**Stated goal:** Render the lines below as a JSON list of strings, one string per line and blank lines omitted, beginning with the first line and continuing through the line that contains "132 93 L 138". Leave the pictures out of the list.

**Record set:**
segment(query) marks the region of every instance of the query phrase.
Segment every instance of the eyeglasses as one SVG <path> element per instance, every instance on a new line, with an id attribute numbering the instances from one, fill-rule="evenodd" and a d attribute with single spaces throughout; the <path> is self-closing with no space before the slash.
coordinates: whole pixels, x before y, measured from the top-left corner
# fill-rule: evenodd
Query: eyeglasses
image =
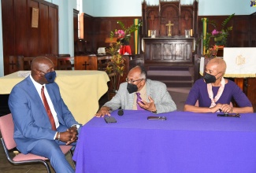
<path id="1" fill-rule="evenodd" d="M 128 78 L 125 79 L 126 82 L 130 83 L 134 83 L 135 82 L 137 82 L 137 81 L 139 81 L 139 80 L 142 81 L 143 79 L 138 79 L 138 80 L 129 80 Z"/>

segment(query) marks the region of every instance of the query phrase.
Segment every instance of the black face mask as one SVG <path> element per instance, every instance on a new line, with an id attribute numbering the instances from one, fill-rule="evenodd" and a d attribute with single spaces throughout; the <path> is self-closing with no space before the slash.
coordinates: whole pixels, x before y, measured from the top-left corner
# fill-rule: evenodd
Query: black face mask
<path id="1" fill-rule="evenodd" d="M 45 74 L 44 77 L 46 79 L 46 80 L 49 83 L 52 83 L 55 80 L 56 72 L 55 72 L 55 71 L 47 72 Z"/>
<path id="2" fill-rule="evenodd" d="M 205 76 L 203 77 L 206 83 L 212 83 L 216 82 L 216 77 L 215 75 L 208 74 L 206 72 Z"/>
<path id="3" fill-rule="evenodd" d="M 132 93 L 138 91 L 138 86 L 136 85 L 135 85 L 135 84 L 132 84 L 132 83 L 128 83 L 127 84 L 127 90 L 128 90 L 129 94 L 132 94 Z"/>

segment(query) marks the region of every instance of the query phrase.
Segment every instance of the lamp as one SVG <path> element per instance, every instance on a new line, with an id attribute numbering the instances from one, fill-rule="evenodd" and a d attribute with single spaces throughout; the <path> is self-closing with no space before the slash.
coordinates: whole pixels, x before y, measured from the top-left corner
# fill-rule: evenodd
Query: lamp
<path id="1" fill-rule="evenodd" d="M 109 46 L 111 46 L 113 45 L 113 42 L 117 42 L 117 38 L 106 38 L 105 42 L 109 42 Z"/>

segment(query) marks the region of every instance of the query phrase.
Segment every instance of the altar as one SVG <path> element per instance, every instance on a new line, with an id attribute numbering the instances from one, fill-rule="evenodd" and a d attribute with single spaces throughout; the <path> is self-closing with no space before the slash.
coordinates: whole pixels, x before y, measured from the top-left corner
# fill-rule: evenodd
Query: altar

**Final answer:**
[
  "segment(query) marks the region of every instance of the query phrase.",
  "Segment every instance of the eyeglasses as one SVG <path> element per instance, every instance on a new line, with an id attribute numbering the instances from one, fill-rule=\"evenodd\" and a d attribute with single spaces throughout; the <path> is self-closing with no space before the slash.",
  "coordinates: whole pixels, x before y, measured from the top-left corner",
  "# fill-rule: evenodd",
  "Query: eyeglasses",
  "image =",
  "<path id=\"1\" fill-rule=\"evenodd\" d=\"M 128 78 L 125 79 L 126 82 L 130 83 L 134 83 L 135 82 L 137 82 L 137 81 L 139 81 L 139 80 L 142 81 L 143 79 L 138 79 L 138 80 L 129 80 Z\"/>",
  "segment(query) marks the region of every instance of the query phrase.",
  "Segment every instance of the black face mask as one SVG <path> element per instance, every instance on a new line, with an id attribute numbering the instances from one, fill-rule=\"evenodd\" and a d attribute with single spaces throughout; the <path> is self-closing with no space before the slash.",
  "coordinates: whole pixels, x before y, measured from the top-left corner",
  "# fill-rule: evenodd",
  "Query: black face mask",
  "<path id=\"1\" fill-rule=\"evenodd\" d=\"M 45 74 L 44 77 L 46 79 L 46 80 L 49 83 L 52 83 L 55 80 L 56 72 L 55 72 L 55 71 L 47 72 Z\"/>",
  "<path id=\"2\" fill-rule=\"evenodd\" d=\"M 205 76 L 203 77 L 206 83 L 212 83 L 216 82 L 216 77 L 215 75 L 208 74 L 206 72 Z\"/>",
  "<path id=\"3\" fill-rule=\"evenodd\" d=\"M 132 93 L 138 91 L 138 86 L 136 85 L 135 85 L 135 84 L 132 84 L 132 83 L 128 83 L 127 84 L 127 90 L 128 90 L 129 94 L 132 94 Z\"/>"
]